═════ Data extracts ═════
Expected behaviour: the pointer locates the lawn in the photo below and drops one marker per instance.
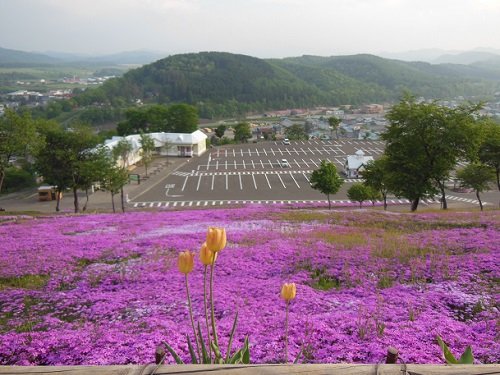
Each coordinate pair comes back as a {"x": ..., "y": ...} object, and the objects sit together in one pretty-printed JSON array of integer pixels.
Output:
[{"x": 105, "y": 289}]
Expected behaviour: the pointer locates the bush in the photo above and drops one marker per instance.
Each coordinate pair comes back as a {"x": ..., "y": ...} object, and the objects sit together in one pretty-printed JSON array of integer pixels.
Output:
[{"x": 17, "y": 179}]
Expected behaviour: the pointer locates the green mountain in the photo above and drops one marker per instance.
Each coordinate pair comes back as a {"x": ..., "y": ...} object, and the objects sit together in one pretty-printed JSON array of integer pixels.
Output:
[
  {"x": 10, "y": 57},
  {"x": 224, "y": 84}
]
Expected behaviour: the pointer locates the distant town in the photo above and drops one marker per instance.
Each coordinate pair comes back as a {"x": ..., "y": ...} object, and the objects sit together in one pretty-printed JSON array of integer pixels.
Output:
[{"x": 358, "y": 122}]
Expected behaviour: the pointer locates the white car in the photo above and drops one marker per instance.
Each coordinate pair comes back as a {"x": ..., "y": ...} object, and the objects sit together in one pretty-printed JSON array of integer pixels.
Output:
[{"x": 284, "y": 163}]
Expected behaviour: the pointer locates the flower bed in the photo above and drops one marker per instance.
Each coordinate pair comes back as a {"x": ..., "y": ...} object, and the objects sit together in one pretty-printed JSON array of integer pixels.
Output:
[{"x": 105, "y": 289}]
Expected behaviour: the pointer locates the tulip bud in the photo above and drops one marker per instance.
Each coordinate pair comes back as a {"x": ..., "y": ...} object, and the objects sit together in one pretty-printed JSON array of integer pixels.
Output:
[
  {"x": 288, "y": 291},
  {"x": 186, "y": 261},
  {"x": 216, "y": 239},
  {"x": 207, "y": 256}
]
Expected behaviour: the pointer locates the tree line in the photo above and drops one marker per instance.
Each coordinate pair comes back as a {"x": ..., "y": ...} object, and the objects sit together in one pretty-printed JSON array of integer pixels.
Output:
[
  {"x": 69, "y": 159},
  {"x": 424, "y": 144}
]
═════
Work instruction:
Set down the entries above again exactly, minus any image.

Task result:
Expected behaviour: the pointer locates the lawn in the photo below and drops one marker per instance.
Each coordinate pair comes back as a {"x": ..., "y": ...} object, and the objects sit together in one pretty-printed JSON array of integer pixels.
Output:
[{"x": 105, "y": 289}]
Expected behaviour: the pointer locates the bush in the photo above and drops one marker per instance.
Each coordinate pair comes back as a {"x": ..., "y": ...} object, and the objects sit together in one pretty-printed JSON array of integer pixels.
Output:
[{"x": 17, "y": 179}]
Expected behaviour: the pointer locates the green mountain in the photo above and drops one marker per instance.
Each coordinate pair comes back as a {"x": ..., "y": ...} object, and the objects sit together in one pretty-printed JSON array of integer pixels.
Output:
[
  {"x": 10, "y": 57},
  {"x": 224, "y": 84}
]
Expected behaviour: the pointer locates the distant town in the photo above and drops one marker per instance.
Each coordinate pair comes back as a {"x": ..., "y": ...} object, and the objects sit together in one pretty-printed JSON array of integer pixels.
Output:
[{"x": 358, "y": 122}]
Expected behaviour: the pointer locates the white car in the photo above and drops one marker per instance.
Each coordinate pair comes back as a {"x": ..., "y": ...} object, and the objects sit together in one pretty-printed JSON array of integer pixels.
Output:
[{"x": 284, "y": 163}]
Expected behaviour: the pointer locates the flower bed in the photo above and drops one marker per instance.
Each coordinate pair comes back as a {"x": ..., "y": ...} object, and the objects sit together in one pretty-printed JSON array of integer pixels.
Output:
[{"x": 105, "y": 289}]
Expected behaviour: the pointer locates the tulip bud in the photo above and drops one marker per instance.
Each coordinate pair comes back as a {"x": ..., "y": ...} object, and the objects sit together in one pretty-printed JSON array of integer pixels.
Output:
[
  {"x": 288, "y": 291},
  {"x": 186, "y": 261},
  {"x": 216, "y": 239},
  {"x": 207, "y": 256}
]
Expected behaviour: the pointer locates the tree line in the photo above and drops one marker per instance.
Each coordinate pair comes back as a {"x": ..., "y": ...} object, and the objects sit together in one pretty-printed JSON array of integer pixels.
Output:
[
  {"x": 69, "y": 159},
  {"x": 424, "y": 144}
]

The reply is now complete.